▶ [Source records]

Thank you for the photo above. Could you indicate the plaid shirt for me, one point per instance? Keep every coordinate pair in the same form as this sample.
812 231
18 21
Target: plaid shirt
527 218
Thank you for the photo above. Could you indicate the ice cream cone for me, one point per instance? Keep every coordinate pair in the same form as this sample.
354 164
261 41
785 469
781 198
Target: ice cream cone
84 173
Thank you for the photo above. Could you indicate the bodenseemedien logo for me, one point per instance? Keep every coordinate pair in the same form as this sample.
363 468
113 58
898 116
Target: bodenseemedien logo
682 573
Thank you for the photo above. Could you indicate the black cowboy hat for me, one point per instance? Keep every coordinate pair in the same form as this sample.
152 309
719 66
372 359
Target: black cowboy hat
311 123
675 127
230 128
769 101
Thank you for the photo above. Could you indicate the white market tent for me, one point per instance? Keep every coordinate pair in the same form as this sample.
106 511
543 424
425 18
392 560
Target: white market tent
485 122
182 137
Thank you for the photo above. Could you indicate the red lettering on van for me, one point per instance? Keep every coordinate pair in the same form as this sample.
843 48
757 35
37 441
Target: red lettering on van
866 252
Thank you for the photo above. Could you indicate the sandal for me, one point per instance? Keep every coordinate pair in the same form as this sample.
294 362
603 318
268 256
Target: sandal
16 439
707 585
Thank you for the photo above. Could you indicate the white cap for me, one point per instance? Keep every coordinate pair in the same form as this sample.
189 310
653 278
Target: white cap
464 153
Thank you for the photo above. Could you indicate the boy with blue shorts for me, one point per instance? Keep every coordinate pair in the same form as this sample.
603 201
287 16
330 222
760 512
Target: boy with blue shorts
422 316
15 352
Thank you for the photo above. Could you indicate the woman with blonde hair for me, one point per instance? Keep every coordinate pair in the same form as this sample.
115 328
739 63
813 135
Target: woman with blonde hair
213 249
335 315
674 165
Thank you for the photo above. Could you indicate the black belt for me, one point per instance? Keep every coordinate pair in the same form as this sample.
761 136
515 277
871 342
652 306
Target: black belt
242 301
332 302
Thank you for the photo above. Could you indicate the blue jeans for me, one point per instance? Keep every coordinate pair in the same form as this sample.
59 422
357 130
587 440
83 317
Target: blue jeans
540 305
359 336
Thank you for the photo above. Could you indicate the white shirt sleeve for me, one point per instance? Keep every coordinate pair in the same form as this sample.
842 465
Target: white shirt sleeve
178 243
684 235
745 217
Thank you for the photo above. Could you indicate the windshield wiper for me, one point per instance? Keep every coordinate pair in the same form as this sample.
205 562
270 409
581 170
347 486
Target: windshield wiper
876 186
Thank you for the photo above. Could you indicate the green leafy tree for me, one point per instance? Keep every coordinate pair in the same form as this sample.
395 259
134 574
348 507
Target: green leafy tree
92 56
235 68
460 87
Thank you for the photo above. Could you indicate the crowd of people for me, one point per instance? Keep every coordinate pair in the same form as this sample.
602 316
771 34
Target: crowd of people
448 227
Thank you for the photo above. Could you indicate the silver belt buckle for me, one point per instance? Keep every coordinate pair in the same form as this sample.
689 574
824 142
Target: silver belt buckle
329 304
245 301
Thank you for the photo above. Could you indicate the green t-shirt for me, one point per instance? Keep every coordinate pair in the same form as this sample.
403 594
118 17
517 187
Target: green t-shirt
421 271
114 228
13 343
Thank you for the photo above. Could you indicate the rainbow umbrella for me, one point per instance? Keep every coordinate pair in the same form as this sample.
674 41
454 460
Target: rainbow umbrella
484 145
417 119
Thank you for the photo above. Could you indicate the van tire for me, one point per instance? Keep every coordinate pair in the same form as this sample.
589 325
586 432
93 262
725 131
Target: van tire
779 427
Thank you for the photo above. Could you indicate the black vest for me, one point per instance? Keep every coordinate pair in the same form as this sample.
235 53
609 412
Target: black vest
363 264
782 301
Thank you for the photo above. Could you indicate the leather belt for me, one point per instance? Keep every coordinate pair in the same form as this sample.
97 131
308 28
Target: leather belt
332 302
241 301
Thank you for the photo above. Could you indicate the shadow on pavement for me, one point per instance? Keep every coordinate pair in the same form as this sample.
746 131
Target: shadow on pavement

▶ [Exercise aim] For the entries, state the number of lines that include the string "pavement". Add no other words.

▶ [Result for this exercise] 2